Correspondance 1812-1876, 6/1875/CMXLIX
CMXLIX
À GUSTAVE FLAUBERT, À PARIS
Enfin, je retrouve mon vieux troubadour, qui m’était un sujet de chagrin et d’inquiétude sérieuse. Te voilà sur pied, espérant dans les chances toutes naturelles des événements extérieurs et retrouvant en toi-même la force de les conjurer, quels qu’ils soient, par le travail. Qu’est-ce que tu appelles quelqu’un dans la haute finance ? Je n’en sais rien, moi je suis liée avec Victor Borie. Faut-il lui écrire ?
Tu vas donc te remettre à la pioche ? Moi aussi car, depuis Flamarande, je n’ai rien fait que peloter en attendant partie. J’ai été si malade tout l’été ! Mais mon bizarre et excellent ami Favre m’a guérie merveilleusement, et je renouvelle mon bail.
Que ferons-nous ? Toi, à coup sûr, tu vas faire de la désolation et moi de la consolation. Je ne sais à quoi tiennent nos destinées ; tu les regardes passer, tu les critiques, tu t’abstiens littérairement de les apprécier, tu te bornes à les peindre en cachant ton sentiment personnel avec grand soin, par système. Pourtant on le voit bien à travers ton récit, et tu rends plus tristes les gens qui te lisent. Moi, je voudrais les rendre moins malheureux. Je ne puis oublier que ma victoire personnelle sur le désespoir a été l’ouvrage de ma volonté et d’une nouvelle manière de comprendre qui est tout l’opposé de celle que j’avais autrefois.
Je sais que tu blâmes l’intervention de la doctrine personnelle dans la littérature. As-tu raison ? n’est-ce pas plutôt manque de conviction que principe d’esthétique ? On ne peut pas avoir une philosophie dans l’âme sans qu’elle se fasse jour. Je n’ai pas de conseils littéraires à te donner, je n’ai pas de jugement à formuler sur les écrivains tes amis dont tu me parles. J’ai dit moi-même aux Goncourt toute ma pensée ; quant aux autres, je crois fermement qu’ils ont plus d’étude et de talent que moi. Seulement, je crois qu’il leur manque et à toi surtout, une vue bien arrêtée et bien étendue sur la vie. L’art n’est pas seulement de la peinture. La vraie peinture est, d’ailleurs, pleine de l’âme qui pousse la brosse. L’art n’est pas seulement de la critique et de la satire : critique et satire ne peignent qu’une face du vrai.
Je veux voir l’homme tel qu’il est. Il n’est pas bon ou mauvais, il est bon et mauvais. Mais il est quelque chose encore,… — la nuance ! la nuance qui est pour moi le but de l’art, — étant bon et mauvais, il a une force intérieure qui le conduit à être très mauvais et un peu bon, — ou très bon et un peu mauvais.

Liste des enregistrements:
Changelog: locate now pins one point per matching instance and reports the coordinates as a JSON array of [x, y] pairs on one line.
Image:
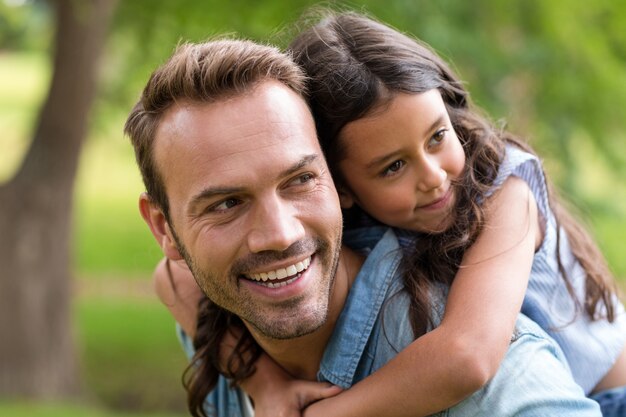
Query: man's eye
[[304, 178], [225, 205]]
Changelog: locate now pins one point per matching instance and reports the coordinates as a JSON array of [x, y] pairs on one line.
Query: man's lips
[[282, 276]]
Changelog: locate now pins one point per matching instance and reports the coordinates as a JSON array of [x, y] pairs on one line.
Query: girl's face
[[400, 163]]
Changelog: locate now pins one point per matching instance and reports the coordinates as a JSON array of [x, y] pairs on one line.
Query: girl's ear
[[155, 219], [346, 200]]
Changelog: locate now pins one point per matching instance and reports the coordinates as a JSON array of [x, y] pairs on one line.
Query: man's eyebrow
[[304, 161], [211, 192]]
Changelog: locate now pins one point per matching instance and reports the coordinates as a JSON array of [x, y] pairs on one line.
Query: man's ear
[[155, 219], [346, 199]]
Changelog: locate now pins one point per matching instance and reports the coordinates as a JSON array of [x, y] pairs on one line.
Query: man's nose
[[430, 174], [275, 226]]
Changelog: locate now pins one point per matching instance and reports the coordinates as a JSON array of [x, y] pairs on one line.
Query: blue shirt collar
[[348, 342]]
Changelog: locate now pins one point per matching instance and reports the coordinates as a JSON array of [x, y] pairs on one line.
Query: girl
[[473, 210]]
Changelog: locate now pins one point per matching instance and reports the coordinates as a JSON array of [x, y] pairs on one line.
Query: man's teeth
[[281, 273]]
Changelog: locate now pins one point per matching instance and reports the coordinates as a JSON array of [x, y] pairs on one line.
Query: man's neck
[[301, 356]]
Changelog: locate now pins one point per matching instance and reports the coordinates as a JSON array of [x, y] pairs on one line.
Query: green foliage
[[131, 358], [24, 25], [24, 409]]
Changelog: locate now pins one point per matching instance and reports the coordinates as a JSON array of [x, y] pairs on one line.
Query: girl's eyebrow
[[441, 119], [438, 121]]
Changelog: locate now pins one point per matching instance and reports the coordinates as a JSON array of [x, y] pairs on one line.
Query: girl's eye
[[393, 168], [438, 137]]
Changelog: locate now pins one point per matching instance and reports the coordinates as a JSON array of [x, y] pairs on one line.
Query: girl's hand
[[276, 394], [290, 397]]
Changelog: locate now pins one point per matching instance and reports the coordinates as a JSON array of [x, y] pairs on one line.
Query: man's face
[[253, 206]]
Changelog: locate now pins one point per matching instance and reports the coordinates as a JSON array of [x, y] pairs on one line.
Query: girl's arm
[[273, 391], [448, 364]]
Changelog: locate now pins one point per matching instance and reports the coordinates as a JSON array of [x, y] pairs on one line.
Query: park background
[[555, 71]]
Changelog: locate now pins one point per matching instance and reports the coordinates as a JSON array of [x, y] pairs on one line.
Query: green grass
[[111, 237], [23, 409], [131, 359]]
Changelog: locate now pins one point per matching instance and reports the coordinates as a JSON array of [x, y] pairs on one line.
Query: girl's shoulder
[[528, 167]]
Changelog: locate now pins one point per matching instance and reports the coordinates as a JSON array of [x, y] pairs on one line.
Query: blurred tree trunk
[[37, 354]]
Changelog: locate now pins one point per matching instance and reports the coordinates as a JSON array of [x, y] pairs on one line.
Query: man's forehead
[[269, 124]]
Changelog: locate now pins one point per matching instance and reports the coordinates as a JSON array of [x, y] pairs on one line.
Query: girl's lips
[[439, 203]]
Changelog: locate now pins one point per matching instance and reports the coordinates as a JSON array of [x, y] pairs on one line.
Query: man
[[238, 188]]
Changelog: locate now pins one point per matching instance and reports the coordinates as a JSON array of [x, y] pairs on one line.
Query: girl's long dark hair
[[201, 376], [355, 65]]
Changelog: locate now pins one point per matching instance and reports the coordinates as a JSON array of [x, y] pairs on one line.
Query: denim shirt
[[533, 380]]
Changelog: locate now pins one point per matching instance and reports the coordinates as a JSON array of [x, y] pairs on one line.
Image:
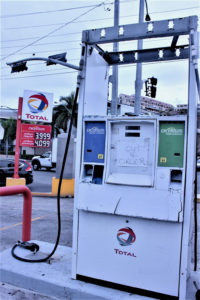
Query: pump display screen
[[131, 153], [94, 141]]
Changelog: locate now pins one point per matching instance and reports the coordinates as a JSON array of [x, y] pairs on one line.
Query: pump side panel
[[150, 262], [96, 85]]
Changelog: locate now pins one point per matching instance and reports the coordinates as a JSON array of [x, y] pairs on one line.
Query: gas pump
[[134, 181]]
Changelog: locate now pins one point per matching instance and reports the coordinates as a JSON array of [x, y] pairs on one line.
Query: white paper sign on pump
[[37, 106]]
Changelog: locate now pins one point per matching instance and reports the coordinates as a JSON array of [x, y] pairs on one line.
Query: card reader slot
[[176, 176], [132, 134]]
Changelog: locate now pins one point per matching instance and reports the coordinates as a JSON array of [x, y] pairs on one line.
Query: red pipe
[[18, 135], [27, 207]]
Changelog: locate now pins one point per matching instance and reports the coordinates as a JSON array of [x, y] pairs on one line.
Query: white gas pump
[[134, 181]]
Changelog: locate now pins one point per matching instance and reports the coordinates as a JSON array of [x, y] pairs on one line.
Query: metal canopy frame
[[164, 28]]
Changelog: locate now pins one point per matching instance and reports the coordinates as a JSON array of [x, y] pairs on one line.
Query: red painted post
[[18, 135], [27, 207]]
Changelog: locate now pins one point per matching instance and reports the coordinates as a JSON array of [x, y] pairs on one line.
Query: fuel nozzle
[[30, 246]]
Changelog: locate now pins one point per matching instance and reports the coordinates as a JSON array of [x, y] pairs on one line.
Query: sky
[[43, 28]]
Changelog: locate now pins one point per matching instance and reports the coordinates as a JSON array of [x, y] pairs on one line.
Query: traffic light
[[18, 67], [150, 85], [60, 57]]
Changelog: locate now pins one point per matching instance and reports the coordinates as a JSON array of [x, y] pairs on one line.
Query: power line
[[43, 44], [36, 37], [39, 75], [30, 44], [49, 11], [94, 20], [58, 10]]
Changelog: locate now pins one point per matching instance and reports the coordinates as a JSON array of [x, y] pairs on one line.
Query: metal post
[[27, 207], [114, 101], [138, 81], [18, 134]]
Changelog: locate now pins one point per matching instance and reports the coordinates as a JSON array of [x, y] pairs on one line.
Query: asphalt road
[[44, 220]]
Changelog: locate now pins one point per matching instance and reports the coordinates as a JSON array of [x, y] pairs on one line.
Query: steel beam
[[164, 28]]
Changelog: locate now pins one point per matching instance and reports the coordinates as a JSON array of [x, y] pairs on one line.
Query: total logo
[[37, 103], [125, 237]]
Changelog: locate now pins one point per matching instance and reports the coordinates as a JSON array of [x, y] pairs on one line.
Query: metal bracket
[[147, 55], [171, 27]]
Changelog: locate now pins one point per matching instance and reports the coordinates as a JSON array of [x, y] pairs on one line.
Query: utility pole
[[114, 101], [138, 81]]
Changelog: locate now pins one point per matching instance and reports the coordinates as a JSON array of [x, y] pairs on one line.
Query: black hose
[[58, 195]]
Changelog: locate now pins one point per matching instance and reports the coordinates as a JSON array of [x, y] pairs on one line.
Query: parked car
[[7, 170]]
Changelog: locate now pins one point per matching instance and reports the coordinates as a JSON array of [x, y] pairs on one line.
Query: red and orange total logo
[[125, 237]]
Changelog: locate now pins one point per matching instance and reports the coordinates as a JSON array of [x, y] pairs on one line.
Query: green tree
[[62, 113], [9, 126]]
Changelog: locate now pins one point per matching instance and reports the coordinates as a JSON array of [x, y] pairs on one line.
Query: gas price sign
[[35, 136], [42, 139]]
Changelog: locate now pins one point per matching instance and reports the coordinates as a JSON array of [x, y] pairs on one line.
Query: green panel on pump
[[171, 144]]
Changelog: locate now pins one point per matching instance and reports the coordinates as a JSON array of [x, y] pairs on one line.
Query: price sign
[[42, 139], [35, 136]]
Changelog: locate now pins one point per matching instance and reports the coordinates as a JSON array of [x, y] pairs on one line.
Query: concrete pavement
[[51, 280]]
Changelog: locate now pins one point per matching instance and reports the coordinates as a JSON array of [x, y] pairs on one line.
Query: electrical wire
[[39, 75], [100, 19], [46, 35], [43, 44], [48, 11]]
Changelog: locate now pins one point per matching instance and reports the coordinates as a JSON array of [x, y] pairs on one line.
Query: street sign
[[35, 135], [37, 106]]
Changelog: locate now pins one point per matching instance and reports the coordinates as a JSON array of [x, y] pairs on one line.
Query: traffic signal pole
[[138, 81], [114, 102], [18, 135]]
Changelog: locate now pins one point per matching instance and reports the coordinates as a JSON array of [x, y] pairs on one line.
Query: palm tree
[[62, 113]]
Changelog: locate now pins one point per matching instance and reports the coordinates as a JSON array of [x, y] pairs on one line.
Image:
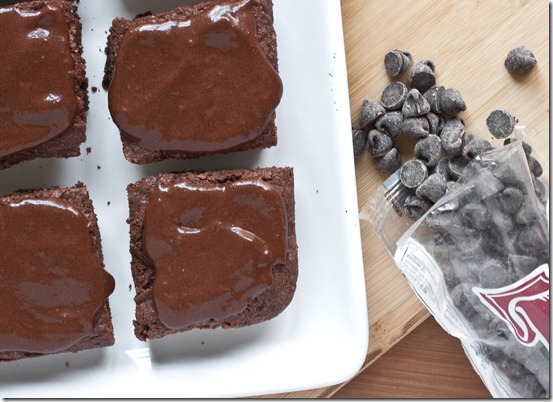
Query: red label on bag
[[523, 305]]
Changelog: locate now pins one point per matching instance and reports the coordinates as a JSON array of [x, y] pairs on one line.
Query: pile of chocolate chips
[[428, 115]]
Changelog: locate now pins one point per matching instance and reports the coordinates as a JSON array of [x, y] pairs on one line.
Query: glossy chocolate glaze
[[213, 248], [52, 283], [37, 94], [197, 84]]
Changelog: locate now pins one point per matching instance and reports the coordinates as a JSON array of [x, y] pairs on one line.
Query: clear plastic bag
[[479, 260]]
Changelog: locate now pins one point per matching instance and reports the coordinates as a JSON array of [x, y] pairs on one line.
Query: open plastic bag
[[479, 260]]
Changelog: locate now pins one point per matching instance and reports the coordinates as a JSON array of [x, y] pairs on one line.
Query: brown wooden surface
[[427, 363], [468, 41]]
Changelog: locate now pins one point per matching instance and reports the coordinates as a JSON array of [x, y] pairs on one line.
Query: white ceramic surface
[[322, 337]]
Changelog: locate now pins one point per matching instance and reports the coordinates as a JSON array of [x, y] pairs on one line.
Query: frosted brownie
[[194, 81], [53, 286], [42, 82], [213, 249]]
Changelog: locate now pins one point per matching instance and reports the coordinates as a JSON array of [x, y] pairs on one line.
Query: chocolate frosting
[[37, 90], [195, 84], [213, 247], [52, 283]]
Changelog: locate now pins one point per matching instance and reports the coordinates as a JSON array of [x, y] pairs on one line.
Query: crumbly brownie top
[[213, 247], [38, 98], [196, 83], [52, 284]]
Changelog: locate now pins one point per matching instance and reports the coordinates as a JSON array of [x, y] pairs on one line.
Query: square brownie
[[212, 249], [53, 286], [198, 80], [42, 81]]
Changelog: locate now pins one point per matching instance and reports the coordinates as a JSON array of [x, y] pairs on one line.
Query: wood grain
[[468, 41]]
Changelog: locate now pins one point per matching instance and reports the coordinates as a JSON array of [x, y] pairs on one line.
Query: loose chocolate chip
[[435, 123], [475, 216], [510, 200], [421, 77], [452, 102], [388, 163], [433, 96], [390, 124], [456, 166], [501, 123], [397, 62], [415, 207], [394, 96], [359, 141], [452, 136], [493, 274], [476, 147], [534, 165], [415, 127], [520, 61], [527, 147], [415, 104], [379, 144], [429, 150], [413, 173], [433, 188], [370, 112]]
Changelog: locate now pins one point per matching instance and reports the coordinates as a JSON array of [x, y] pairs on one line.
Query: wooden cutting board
[[468, 41]]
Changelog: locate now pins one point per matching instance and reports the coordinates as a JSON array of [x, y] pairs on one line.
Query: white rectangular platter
[[322, 337]]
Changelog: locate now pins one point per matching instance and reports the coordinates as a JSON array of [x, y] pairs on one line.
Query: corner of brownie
[[42, 118], [53, 286], [212, 249]]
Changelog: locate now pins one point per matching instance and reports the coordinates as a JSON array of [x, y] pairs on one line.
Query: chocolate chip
[[415, 104], [397, 62], [510, 200], [433, 188], [378, 144], [421, 77], [413, 173], [527, 147], [388, 163], [390, 124], [476, 147], [520, 61], [456, 166], [500, 123], [359, 141], [415, 127], [429, 150], [452, 136], [415, 207], [534, 165], [475, 216], [435, 123], [493, 274], [394, 96], [433, 96], [370, 112], [452, 102]]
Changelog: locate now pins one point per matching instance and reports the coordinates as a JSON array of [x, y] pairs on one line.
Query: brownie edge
[[266, 36], [102, 325], [66, 144], [263, 307]]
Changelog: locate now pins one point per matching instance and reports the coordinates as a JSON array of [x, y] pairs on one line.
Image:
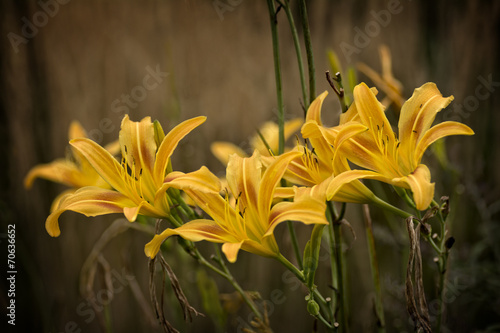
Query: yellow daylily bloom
[[249, 223], [386, 157], [73, 171], [137, 183], [270, 131], [320, 165], [385, 81]]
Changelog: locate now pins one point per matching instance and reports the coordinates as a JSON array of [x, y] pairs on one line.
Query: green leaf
[[311, 254]]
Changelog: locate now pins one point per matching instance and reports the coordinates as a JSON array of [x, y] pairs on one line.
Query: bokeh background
[[219, 64]]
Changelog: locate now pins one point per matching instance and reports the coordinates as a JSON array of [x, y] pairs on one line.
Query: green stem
[[235, 284], [442, 266], [339, 270], [323, 303], [379, 308], [295, 243], [281, 110], [381, 203], [333, 261], [277, 74], [191, 248], [310, 58], [295, 36]]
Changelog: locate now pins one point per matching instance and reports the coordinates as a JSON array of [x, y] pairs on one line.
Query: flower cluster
[[315, 172]]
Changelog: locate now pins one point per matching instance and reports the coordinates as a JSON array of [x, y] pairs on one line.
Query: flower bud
[[313, 307]]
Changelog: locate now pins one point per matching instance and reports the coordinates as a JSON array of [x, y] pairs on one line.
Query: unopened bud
[[313, 307], [449, 242]]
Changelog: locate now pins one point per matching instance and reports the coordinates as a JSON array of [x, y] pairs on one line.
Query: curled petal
[[417, 115], [421, 186], [102, 161], [437, 132], [344, 179], [244, 176], [59, 171], [371, 113], [270, 179], [222, 151], [309, 208], [138, 144], [231, 250], [169, 144], [89, 201]]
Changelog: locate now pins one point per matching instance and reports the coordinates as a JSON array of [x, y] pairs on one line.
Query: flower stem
[[442, 266], [195, 253], [286, 6], [277, 74], [379, 308], [281, 110], [338, 269], [323, 303], [310, 58], [381, 203]]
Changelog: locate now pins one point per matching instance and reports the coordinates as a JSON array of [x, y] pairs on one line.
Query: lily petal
[[59, 171], [194, 231], [89, 201], [102, 161], [421, 186], [138, 145], [202, 180], [437, 132], [307, 208], [231, 250], [169, 144], [371, 112], [347, 177], [243, 177], [222, 151], [314, 111], [417, 115], [270, 179]]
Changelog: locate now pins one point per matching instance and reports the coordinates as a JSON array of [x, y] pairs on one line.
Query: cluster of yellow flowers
[[318, 170]]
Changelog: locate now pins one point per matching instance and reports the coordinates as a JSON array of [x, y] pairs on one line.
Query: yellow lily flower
[[137, 182], [73, 171], [249, 223], [320, 165], [270, 131], [387, 158]]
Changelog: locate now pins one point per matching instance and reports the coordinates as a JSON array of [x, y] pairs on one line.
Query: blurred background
[[80, 60]]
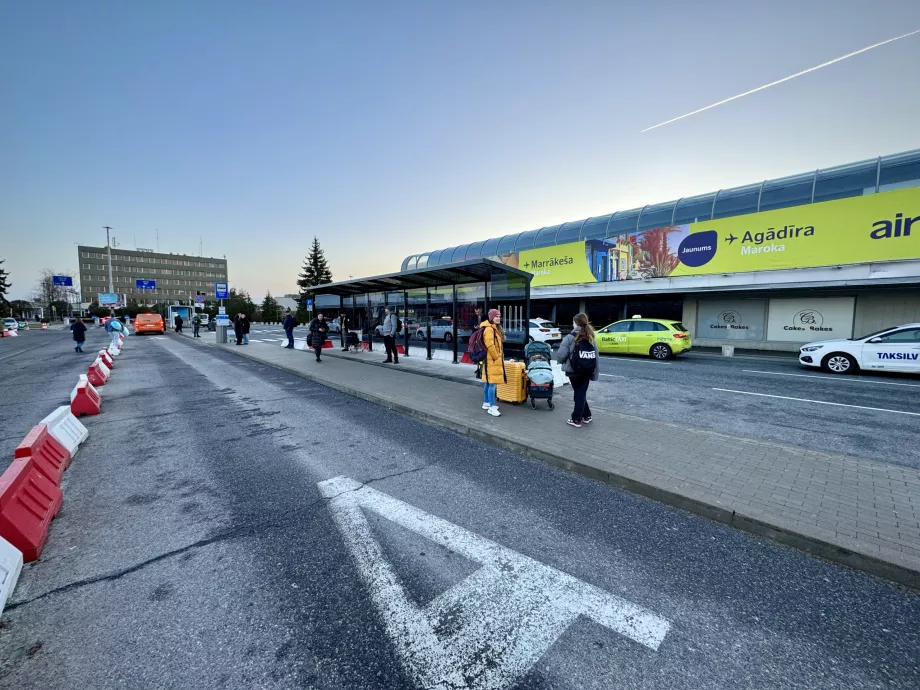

Actions à mener:
- a) Condensez le paragraphe de la lettre qui commence par « Tu vas donc te remettre à la pioche » en gardant ses faits principaux.
- b) Renvoyez le passage de la lettre compris entre « Que ferons-nous ? » et « que j’avais autrefois. », bornes incluses.
Les enregistrements forment un matériau distinct de la lettre.

Liste des réponses:
- a) Tu reprends le travail ? Moi aussi : depuis Flamarande, je n'ai fait que me préparer. J'ai été très malade tout l'été, mais mon ami Favre m'a guérie et je renouvelle mon bail.

- b)
Que ferons-nous ? Toi, à coup sûr, tu vas faire de la désolation et moi de la consolation. Je ne sais à quoi tiennent nos destinées ; tu les regardes passer, tu les critiques, tu t’abstiens littérairement de les apprécier, tu te bornes à les peindre en cachant ton sentiment personnel avec grand soin, par système. Pourtant on le voit bien à travers ton récit, et tu rends plus tristes les gens qui te lisent. Moi, je voudrais les rendre moins malheureux. Je ne puis oublier que ma victoire personnelle sur le désespoir a été l’ouvrage de ma volonté et d’une nouvelle manière de comprendre qui est tout l’opposé de celle que j’avais autrefois.